==== PROVIDED PASSAGE

Most states require employers to pay for workers comp coverage. Employers are required by the state’s laws to avail of insurance for their employees. Small businesses with 3-5 employees may no longer be required, but larger companies are. The really big companies may even be allowed to self-insure or act as their own workers’ compensation insurance companies. These companies will shoulder all that is required and covered in an ordinary workers comp as per the state-approved formula.
Unless employers are specifically allowed by law to not have workers’ compensation insurance, failure to get one for their employees will subject the employer to fines, criminal liability and civil liability.
If an employer fails to provide workers’ compensation insurance, they may be subject to the following:
- Criminal prosecution
- A lawsuit filed by an employee who is exercising the option to sue the employer rather than file a compensation claim
- Personal liability of the employer for any workers’ compensation benefits due injured workers
- In most states, employers are required to do the following in addition to acquire workers’ compensation insurance:
- Post a notice of compliance with workers’ compensation laws in a conspicuous place at each job site;
- Provide immediate emergency medical treatment for employees who sustain on-the-job injuries;
- Furnish further medical attention if an injured worker is unable to select a doctor or advises the employer in writing of a desire not to do so;
- Accomplish a report of the injury and mail it to the nearest workers’ compensation board office. Also mail the report to the employer’s insurance company. An employer who refuses or neglects to make an injury report may be guilty of a misdemeanor, punishable by a fine;
- Make a written report of every accident resulting in personal injury that causes a loss of time from regular duties beyond the working day or shift on which the accident occurred or that requires medical treatment beyond first aid or more than two treatments by a doctor or persons rendering first aid;
- Comply with all requests for further information regarding injured workers by the workers’ compensation board or the insurance company, such as statements of the employee’s earnings before and after the accident, reports of the date of the employee’s return to work, or other reports that may be required to determine the employee’s work status following the injury.
Employer’s Duty Not to Retaliate
Employers may sometimes get back at employees who file a workers comp claim. In order to protect the employees from any form of discrimination or harassment form the employer because of their workers comp claim, some states provide laws that would enable an employee to file a civil suit against employers who may employ such retaliatory discharge of the employee from work.
If the employee decides to pursue a retaliatory discharge suit, they must prove to the judge or jury that they have been wrongfully terminated. However, it doesn’t necessarily have to be proven that the discharge was the result of a workers compensation claim alone.
Other than termination or discharge, the employer may still use some more subtle ways to get back at the employee such as salary reduction or demotion. Injured employees get protection from such discriminatory acts immediately after the injury and prior to the filing of the formal workers comp claim.

========
==== SUPPLIED RECORDS

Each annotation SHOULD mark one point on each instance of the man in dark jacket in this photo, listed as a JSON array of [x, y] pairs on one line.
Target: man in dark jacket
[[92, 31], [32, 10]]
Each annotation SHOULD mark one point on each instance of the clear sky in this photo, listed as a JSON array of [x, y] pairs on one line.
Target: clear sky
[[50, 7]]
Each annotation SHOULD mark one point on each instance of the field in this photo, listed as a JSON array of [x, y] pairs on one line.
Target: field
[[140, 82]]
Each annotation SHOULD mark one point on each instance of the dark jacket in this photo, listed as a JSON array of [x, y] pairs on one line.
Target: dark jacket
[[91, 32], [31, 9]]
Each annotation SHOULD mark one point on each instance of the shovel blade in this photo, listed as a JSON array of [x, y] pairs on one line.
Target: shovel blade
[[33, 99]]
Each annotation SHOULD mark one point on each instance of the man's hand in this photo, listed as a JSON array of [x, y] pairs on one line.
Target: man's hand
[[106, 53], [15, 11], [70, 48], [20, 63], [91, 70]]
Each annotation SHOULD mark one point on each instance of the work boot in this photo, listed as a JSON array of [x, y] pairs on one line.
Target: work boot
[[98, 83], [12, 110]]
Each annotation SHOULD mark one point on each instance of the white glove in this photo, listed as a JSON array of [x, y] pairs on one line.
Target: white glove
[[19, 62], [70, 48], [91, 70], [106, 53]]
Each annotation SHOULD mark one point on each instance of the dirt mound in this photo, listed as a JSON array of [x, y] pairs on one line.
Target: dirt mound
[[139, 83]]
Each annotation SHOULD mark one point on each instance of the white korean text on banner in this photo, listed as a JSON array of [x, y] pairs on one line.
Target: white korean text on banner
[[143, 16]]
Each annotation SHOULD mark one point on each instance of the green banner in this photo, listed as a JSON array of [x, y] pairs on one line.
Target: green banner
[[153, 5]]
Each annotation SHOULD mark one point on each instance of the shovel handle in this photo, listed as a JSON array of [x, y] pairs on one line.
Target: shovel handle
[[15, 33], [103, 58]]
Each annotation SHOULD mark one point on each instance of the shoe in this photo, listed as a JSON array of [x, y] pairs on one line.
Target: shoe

========

TASK DIRECTIONS:
In the workers' compensation passage, what may an employer be guilty of for refusing or neglecting to make an injury report? The data can be disregarded here.

RESPONSE:
A misdemeanor, punishable by a fine.